- _How to complete this task_:
Nothing in the records should be left out; transcribe them exactly.

+++ Input +++

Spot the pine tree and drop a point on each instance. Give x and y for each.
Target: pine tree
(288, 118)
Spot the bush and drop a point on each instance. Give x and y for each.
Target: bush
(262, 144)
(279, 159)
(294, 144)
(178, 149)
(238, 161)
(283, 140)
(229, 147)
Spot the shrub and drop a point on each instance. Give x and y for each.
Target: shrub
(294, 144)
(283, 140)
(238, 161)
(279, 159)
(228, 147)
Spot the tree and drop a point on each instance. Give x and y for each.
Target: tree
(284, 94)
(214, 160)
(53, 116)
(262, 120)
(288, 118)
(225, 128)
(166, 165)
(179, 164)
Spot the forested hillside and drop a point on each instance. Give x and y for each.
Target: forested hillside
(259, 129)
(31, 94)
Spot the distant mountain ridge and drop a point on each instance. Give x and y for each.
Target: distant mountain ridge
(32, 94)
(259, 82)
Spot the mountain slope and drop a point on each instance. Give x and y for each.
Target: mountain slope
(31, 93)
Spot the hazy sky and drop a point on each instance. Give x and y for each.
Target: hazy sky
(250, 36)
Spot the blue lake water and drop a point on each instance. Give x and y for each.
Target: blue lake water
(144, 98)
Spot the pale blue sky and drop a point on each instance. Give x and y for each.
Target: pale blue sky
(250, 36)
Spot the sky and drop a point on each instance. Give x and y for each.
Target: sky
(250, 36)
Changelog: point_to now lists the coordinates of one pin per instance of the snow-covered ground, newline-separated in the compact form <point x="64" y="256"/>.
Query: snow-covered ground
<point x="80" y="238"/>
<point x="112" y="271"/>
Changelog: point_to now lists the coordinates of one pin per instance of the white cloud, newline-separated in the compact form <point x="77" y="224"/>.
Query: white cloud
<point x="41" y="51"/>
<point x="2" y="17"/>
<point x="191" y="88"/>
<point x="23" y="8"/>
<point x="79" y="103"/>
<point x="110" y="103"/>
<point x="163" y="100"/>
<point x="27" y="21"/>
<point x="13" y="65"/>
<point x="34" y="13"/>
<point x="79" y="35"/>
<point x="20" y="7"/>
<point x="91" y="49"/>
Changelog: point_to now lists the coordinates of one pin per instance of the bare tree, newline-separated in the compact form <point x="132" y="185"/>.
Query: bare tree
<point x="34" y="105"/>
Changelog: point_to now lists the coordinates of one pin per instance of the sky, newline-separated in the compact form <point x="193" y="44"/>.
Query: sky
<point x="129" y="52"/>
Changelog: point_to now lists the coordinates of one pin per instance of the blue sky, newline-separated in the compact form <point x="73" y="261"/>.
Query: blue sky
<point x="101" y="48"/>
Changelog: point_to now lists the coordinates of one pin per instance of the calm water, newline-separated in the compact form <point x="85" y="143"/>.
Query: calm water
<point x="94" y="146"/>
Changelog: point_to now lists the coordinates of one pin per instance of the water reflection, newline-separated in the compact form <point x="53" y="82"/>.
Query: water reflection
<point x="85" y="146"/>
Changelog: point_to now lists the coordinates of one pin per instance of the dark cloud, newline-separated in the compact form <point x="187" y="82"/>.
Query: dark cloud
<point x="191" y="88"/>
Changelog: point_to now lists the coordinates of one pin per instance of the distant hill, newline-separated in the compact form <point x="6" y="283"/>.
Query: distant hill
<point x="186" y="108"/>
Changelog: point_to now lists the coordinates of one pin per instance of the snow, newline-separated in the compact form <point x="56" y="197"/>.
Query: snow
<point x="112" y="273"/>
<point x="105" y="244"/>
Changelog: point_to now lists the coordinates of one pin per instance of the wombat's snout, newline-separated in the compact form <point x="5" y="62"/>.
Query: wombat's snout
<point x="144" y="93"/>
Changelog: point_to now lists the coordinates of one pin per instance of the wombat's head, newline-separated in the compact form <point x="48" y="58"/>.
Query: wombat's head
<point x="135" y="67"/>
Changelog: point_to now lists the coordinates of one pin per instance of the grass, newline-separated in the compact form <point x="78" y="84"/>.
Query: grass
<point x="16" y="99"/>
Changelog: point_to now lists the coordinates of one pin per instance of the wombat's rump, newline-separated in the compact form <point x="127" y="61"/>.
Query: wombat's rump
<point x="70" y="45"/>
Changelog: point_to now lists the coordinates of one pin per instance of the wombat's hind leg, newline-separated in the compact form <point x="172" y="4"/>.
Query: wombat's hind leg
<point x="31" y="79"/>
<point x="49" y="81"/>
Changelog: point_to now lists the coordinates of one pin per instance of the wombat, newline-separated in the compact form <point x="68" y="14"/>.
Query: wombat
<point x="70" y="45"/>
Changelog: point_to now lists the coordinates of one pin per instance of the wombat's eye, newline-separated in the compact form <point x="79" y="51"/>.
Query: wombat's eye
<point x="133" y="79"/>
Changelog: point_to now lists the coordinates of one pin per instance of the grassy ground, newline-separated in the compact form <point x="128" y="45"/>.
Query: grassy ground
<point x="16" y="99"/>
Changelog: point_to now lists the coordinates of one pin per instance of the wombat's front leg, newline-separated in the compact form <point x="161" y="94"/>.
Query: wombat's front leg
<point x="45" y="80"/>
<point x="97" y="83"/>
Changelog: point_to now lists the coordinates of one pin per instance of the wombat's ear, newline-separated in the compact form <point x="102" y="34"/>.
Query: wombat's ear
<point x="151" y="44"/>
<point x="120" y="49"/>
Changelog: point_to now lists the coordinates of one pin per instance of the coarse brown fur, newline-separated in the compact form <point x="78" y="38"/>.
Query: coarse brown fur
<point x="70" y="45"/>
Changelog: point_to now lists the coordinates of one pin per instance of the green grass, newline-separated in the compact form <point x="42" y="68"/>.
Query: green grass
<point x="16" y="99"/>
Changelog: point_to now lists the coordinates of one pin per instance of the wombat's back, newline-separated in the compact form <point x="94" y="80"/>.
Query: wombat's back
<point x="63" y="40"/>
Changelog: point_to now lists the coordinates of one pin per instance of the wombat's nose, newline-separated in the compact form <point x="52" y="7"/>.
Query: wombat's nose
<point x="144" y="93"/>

+++

- _Expected answer_:
Spot the pine tree and drop a point on each instance. Give x and y for each.
Target: pine tree
(288, 118)
Spot the bush and drop a point on each instance. Give x and y for each.
Target: bush
(262, 144)
(279, 159)
(294, 144)
(178, 149)
(238, 161)
(283, 140)
(229, 147)
Spot the shrub and drop a point on each instance. Give x and y for each.
Target: shrub
(294, 144)
(283, 140)
(238, 161)
(279, 159)
(228, 147)
Spot the tree and drop a point on each instance. Give x and y for each.
Target: tree
(284, 94)
(214, 160)
(53, 116)
(262, 120)
(288, 118)
(225, 128)
(166, 165)
(179, 164)
Spot the forested hillside and drop a point on each instance. Give x and y for each.
Target: forested hillside
(259, 129)
(31, 94)
Spot the distant mountain ridge and drop a point on each instance. Give x and y for each.
Target: distant mountain ridge
(32, 94)
(259, 82)
Spot the mountain slope and drop a point on each instance. Give x and y for each.
Target: mountain slope
(31, 93)
Spot the hazy sky and drop a point on each instance. Give x and y for each.
Target: hazy sky
(250, 36)
Spot the blue lake water and drop a point on each instance. Give x and y for each.
Target: blue lake water
(144, 98)
Spot the pale blue sky and drop a point on each instance. Give x and y for each.
Target: pale blue sky
(250, 36)
Spot the sky and drop a point on each instance. Give x and y for each.
Target: sky
(250, 36)
Changelog: point_to now lists the coordinates of one pin per instance of the snow-covered ground, newline-separated in the compact form <point x="64" y="256"/>.
Query: snow-covered ground
<point x="80" y="238"/>
<point x="112" y="271"/>
Changelog: point_to now lists the coordinates of one pin per instance of the white cloud, newline-separated in the compact form <point x="77" y="224"/>.
Query: white cloud
<point x="41" y="51"/>
<point x="2" y="17"/>
<point x="191" y="88"/>
<point x="23" y="8"/>
<point x="79" y="103"/>
<point x="110" y="103"/>
<point x="163" y="100"/>
<point x="27" y="21"/>
<point x="13" y="65"/>
<point x="34" y="13"/>
<point x="79" y="35"/>
<point x="20" y="7"/>
<point x="91" y="49"/>
Changelog: point_to now lists the coordinates of one pin per instance of the bare tree, newline-separated in the compact form <point x="132" y="185"/>.
Query: bare tree
<point x="34" y="105"/>
Changelog: point_to now lists the coordinates of one pin per instance of the sky, newline-separated in the compact form <point x="193" y="44"/>.
Query: sky
<point x="129" y="52"/>
Changelog: point_to now lists the coordinates of one pin per instance of the blue sky, newline-separated in the compact form <point x="73" y="261"/>.
Query: blue sky
<point x="101" y="48"/>
Changelog: point_to now lists the coordinates of one pin per instance of the calm water, newline-separated in the compact form <point x="85" y="143"/>.
Query: calm water
<point x="94" y="146"/>
Changelog: point_to now lists the coordinates of one pin per instance of the water reflection, newline-separated in the compact form <point x="53" y="82"/>.
Query: water reflection
<point x="85" y="146"/>
Changelog: point_to now lists the coordinates of one pin per instance of the dark cloud, newline-separated in the compact form <point x="187" y="82"/>.
Query: dark cloud
<point x="191" y="88"/>
Changelog: point_to now lists the coordinates of one pin per instance of the distant hill, newline-separated in the compact form <point x="6" y="283"/>.
Query: distant hill
<point x="186" y="108"/>
Changelog: point_to now lists the coordinates of one pin per instance of the snow, newline-separated in the compact form <point x="56" y="197"/>.
Query: snow
<point x="112" y="273"/>
<point x="105" y="244"/>
Changelog: point_to now lists the coordinates of one pin per instance of the wombat's snout, newline-separated in the compact form <point x="5" y="62"/>.
Query: wombat's snout
<point x="144" y="93"/>
Changelog: point_to now lists the coordinates of one pin per instance of the wombat's head, newline-separated in the compact form <point x="48" y="58"/>.
Query: wombat's head
<point x="135" y="67"/>
Changelog: point_to now lists the coordinates of one pin per instance of the grass, newline-separated in the compact form <point x="78" y="84"/>.
Query: grass
<point x="16" y="99"/>
Changelog: point_to now lists the coordinates of one pin per instance of the wombat's rump, newline-separated in the compact form <point x="127" y="61"/>.
Query: wombat's rump
<point x="70" y="45"/>
Changelog: point_to now lists the coordinates of one pin per instance of the wombat's hind leg, newline-separated in the compact form <point x="172" y="4"/>.
Query: wombat's hind leg
<point x="31" y="79"/>
<point x="49" y="81"/>
Changelog: point_to now lists the coordinates of one pin per instance of the wombat, newline-separated in the compact form <point x="68" y="14"/>.
Query: wombat
<point x="70" y="45"/>
Changelog: point_to now lists the coordinates of one pin per instance of the wombat's eye, newline-separated in the compact form <point x="79" y="51"/>.
Query: wombat's eye
<point x="133" y="79"/>
Changelog: point_to now lists the coordinates of one pin per instance of the grassy ground, newline-separated in the compact form <point x="128" y="45"/>.
Query: grassy ground
<point x="16" y="99"/>
Changelog: point_to now lists the coordinates of one pin per instance of the wombat's front leg, newline-separated in the compact form <point x="161" y="94"/>.
Query: wombat's front leg
<point x="45" y="80"/>
<point x="97" y="83"/>
Changelog: point_to now lists the coordinates of one pin per instance of the wombat's ear, newline-separated in the compact form <point x="102" y="34"/>.
Query: wombat's ear
<point x="151" y="44"/>
<point x="120" y="49"/>
Changelog: point_to now lists the coordinates of one pin per instance of the coarse brown fur, newline-separated in the compact form <point x="78" y="38"/>.
Query: coarse brown fur
<point x="70" y="45"/>
Changelog: point_to now lists the coordinates of one pin per instance of the green grass, newline-separated in the compact form <point x="42" y="68"/>.
Query: green grass
<point x="16" y="99"/>
Changelog: point_to now lists the coordinates of one pin per instance of the wombat's back, newline-separated in the compact form <point x="94" y="80"/>.
Query: wombat's back
<point x="63" y="40"/>
Changelog: point_to now lists the coordinates of one pin per instance of the wombat's nose, newline-separated in the compact form <point x="52" y="7"/>.
Query: wombat's nose
<point x="144" y="93"/>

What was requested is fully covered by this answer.